Jean-Paul Sartre lo chiarisce subito: Antoine Roquentin è diverso da tutti gli altri. La gente di Bouville è feroce e dabbene. La distinzione ci fa supporre, per differenza, che Antoine (Antonio, nell'edizione italiana) non sia feroce e neanche tanto dabbene. Questo è l'incipit della prefazione che l'autore scrisse per la prima edizione del suo romanzo, La nausea. Ma che cos'è la Nausea?
Compresi che non c'era via di mezzo tra l'inesistenza e questa sdilinquita abbondanza. Se si esisteva, bisognava esistere fin lì, fino alla muffa, al rigonfiamento, all'oscenità. (...) Eravamo un mucchio di esistenti impacciati, imbarazzati da noi stessi, non avevamo la minima ragione d'esser lì, né gli uni né gli altri, ciascun esistente, confuso, vagamente inquieto.

Il primo sintomo si manifestò durante una passeggiata, quando Antonio raccolse un ciottolo e lo strinse tra le mani. Solo questo. L'episodio era irrilevante, eppure sentì il bisogno di appuntarlo sul suo diario. Tenere quel sasso gli aveva dato una strana sensazione. Si era accorto che quella cosa esisteva. Non aveva soltanto una massa, un peso e una dimensione: esisteva in senso stretto, aveva una sua presenza. Era un pensiero nuovo, che non gli era mai capitato prima. Quello (ma Antonio non poteva ancora saperlo) è il primo stadio della malattia. M'invento un nome, perché Sartre non l'ha fatto. La chiamo: la nausea dalle cose.

Antonio si accorge che gli oggetti esistono: tutto esiste, lui non lo sapeva. Anzi, l'aveva sempre saputo ma non ci aveva pensato prima, il che lo fa sentire peggio perché le cose esistevano in quel modo da tanto tempo e lui non si era mai soffermato. Antonio si sente oppresso da questa nuova consapevolezza, che avverte come un'improvvisa e sfacciata illuminazione. Noi lo seguiamo arrancare per strada, tra i palazzi, dentro i vicoli, con un passo sempre più incerto. «Avrei desiderato che le cose esistessero in maniera meno forte». Ha l'impressione che le estremità degli edifici si uniscano, chiudendosi sopra di lui per oscurargli il cielo.

========

## Compiti da svolgere
(1) Nel brano sulla Nausea di Sartre, che cosa raccoglie Antonio durante la passeggiata in cui si manifesta il primo sintomo?
(2) Fornisci, per favore, il seguito del brano sulla Nausea di Sartre a partire dalla sua ultima frase.
I dati riportati qui provengono da una fonte diversa.

========

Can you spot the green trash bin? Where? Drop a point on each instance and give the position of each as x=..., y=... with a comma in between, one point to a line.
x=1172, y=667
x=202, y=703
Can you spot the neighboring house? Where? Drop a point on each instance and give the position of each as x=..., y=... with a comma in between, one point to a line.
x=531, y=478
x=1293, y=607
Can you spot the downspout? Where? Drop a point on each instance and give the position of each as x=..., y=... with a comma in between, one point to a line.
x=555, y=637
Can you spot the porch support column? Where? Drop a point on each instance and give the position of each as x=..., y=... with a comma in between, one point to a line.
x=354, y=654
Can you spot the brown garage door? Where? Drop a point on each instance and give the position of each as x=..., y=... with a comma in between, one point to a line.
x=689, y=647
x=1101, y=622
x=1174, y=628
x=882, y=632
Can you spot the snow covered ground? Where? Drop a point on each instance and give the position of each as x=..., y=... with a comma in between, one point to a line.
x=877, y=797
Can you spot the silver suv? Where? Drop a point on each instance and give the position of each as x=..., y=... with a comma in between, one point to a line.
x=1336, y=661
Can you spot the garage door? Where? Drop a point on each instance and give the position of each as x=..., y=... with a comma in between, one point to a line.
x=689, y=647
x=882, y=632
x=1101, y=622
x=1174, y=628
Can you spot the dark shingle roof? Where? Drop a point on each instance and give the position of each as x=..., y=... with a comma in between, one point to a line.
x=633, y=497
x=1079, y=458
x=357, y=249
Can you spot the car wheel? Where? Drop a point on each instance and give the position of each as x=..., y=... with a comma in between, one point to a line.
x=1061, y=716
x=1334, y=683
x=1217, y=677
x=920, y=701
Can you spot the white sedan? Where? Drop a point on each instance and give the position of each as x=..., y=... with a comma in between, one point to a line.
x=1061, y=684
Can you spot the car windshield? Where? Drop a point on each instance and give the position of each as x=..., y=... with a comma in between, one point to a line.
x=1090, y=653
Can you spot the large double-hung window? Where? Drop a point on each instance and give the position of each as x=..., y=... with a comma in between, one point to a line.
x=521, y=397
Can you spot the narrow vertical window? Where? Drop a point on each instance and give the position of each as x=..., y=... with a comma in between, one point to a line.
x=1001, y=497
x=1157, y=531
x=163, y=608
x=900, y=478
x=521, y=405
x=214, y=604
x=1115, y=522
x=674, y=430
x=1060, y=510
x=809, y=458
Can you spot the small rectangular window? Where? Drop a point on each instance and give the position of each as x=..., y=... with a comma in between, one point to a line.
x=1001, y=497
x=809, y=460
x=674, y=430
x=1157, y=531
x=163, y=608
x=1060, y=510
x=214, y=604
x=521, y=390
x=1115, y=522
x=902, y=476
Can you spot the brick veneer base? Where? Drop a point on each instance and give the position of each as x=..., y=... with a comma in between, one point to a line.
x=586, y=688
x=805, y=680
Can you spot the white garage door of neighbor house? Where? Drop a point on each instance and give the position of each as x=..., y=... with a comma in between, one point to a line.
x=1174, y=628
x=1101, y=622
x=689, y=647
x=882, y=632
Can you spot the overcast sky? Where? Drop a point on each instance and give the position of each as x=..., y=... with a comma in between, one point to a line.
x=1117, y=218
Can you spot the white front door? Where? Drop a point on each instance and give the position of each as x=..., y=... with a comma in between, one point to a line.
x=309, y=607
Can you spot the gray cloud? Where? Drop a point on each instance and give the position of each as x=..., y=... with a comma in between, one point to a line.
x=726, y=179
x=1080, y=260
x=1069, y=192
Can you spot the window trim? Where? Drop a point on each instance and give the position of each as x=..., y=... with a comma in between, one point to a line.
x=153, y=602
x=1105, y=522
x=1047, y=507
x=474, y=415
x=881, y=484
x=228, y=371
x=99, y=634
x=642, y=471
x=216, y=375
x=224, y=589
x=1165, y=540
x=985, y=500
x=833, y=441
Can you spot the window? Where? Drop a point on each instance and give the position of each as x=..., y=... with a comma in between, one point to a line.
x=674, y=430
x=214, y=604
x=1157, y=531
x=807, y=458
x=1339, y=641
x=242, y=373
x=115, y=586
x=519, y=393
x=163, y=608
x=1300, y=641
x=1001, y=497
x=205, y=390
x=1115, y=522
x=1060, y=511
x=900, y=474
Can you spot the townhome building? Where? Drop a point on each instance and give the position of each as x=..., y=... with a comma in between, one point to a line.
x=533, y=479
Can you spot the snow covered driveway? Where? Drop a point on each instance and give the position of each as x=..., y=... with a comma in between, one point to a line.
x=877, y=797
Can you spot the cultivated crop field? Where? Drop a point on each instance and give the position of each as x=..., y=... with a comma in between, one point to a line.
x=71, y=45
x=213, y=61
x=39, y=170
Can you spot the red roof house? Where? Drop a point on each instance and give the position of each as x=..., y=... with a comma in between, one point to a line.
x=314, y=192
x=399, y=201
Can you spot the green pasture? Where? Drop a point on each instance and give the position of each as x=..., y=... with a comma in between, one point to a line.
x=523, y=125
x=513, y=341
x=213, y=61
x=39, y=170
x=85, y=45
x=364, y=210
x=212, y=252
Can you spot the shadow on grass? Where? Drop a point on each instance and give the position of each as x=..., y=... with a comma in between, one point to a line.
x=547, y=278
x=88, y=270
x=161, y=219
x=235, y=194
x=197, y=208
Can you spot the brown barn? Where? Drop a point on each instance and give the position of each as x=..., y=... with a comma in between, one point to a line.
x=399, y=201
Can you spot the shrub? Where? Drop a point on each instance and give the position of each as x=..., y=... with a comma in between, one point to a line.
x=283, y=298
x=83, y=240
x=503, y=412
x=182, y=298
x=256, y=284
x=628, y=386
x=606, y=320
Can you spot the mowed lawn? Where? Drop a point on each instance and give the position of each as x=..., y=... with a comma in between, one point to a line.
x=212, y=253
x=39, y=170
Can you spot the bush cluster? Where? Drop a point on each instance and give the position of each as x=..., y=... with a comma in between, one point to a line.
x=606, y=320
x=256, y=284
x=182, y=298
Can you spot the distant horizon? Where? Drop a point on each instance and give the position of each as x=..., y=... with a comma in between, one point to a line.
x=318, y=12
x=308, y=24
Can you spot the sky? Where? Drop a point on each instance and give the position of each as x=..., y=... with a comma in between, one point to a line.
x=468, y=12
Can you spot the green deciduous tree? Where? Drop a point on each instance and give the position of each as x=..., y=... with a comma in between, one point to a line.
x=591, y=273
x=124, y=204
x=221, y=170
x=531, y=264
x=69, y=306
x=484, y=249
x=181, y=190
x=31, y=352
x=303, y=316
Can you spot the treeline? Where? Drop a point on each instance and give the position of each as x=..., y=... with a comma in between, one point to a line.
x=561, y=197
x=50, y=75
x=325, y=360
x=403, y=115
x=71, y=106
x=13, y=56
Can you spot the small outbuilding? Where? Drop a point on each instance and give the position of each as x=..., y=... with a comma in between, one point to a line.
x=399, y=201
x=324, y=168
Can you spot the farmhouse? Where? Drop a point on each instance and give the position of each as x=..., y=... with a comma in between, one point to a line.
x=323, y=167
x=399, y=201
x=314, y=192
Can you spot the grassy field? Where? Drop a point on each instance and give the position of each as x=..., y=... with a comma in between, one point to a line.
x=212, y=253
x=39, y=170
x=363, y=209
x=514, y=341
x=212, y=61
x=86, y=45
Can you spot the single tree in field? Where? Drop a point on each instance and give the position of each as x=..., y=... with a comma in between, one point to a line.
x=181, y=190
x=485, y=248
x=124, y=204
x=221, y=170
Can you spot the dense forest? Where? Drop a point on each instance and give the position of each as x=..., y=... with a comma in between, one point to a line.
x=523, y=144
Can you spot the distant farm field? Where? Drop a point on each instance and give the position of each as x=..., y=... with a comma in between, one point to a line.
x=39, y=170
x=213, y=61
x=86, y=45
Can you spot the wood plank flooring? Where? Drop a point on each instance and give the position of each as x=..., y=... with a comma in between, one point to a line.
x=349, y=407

========

## Risposte ai compiti
(1) Un ciottolo, che stringe tra le mani.

(2)
Un pensiero rincorre un altro pensiero: come le cose esistono, le persone esistono. Gli uomini sono in modo osceno, feroce. Si appropriano di un diritto che pensano sia loro dovuto. Perché non capiscono quanto siano inutili nel loro esistere, che abuso sia occupare uno spazio nel mondo senza uno scopo preciso? Eppure... vivono, eppure, qualche volta, vivono felici. Non vedono, come Antonio non vedeva. Ecco perché sono così cordiali l'uno con l'altro, perché si sopportano? Come se non fosse uno sforzo frequentarsi. Si amano, addirittura, almeno così credono. Un amore superficiale in un'esistenza superficiale. Sono persone così "dabbene". Scivolando nella seconda fase della malattia, Antonio soffre della nausea dagli uomini.

L'evoluzione del disagio raggiunge il picco più drammatico quando Antonio inizia a domandarsi: che senso ha la mia esistenza? La risposta, abbastanza prevedibile, non ha bisogno di spiegazioni. Antonio è nauseato dalla violenza dell'essere, dalla superficialità degli uomini, disgustato più di tutto da se stesso perché sa che per meritarsi di esistere la sua vita dovrebbe avere un senso. Ma non trova alcuna motivazione in sé, non è importante per l'umanità. Egli stesso non è interessante: non è bello, non è particolarmente intelligente. Soprattutto: non ha mai vissuto delle grandi avventure, quelle per cui la vita è "degna di essere vissuta".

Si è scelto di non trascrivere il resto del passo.